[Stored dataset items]

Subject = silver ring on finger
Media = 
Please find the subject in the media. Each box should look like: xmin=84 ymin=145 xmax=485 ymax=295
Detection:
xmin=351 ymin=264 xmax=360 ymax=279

■ **WRITTEN INSTRUCTION**: Render the records above as a JSON list of strings, with one string for each line and any blank lines omitted.

■ **IN RESPONSE**:
[
  "Subject = silver ring on finger",
  "Media = ",
  "Please find the subject in the media. Each box should look like: xmin=84 ymin=145 xmax=485 ymax=295",
  "Detection:",
  "xmin=351 ymin=264 xmax=360 ymax=279"
]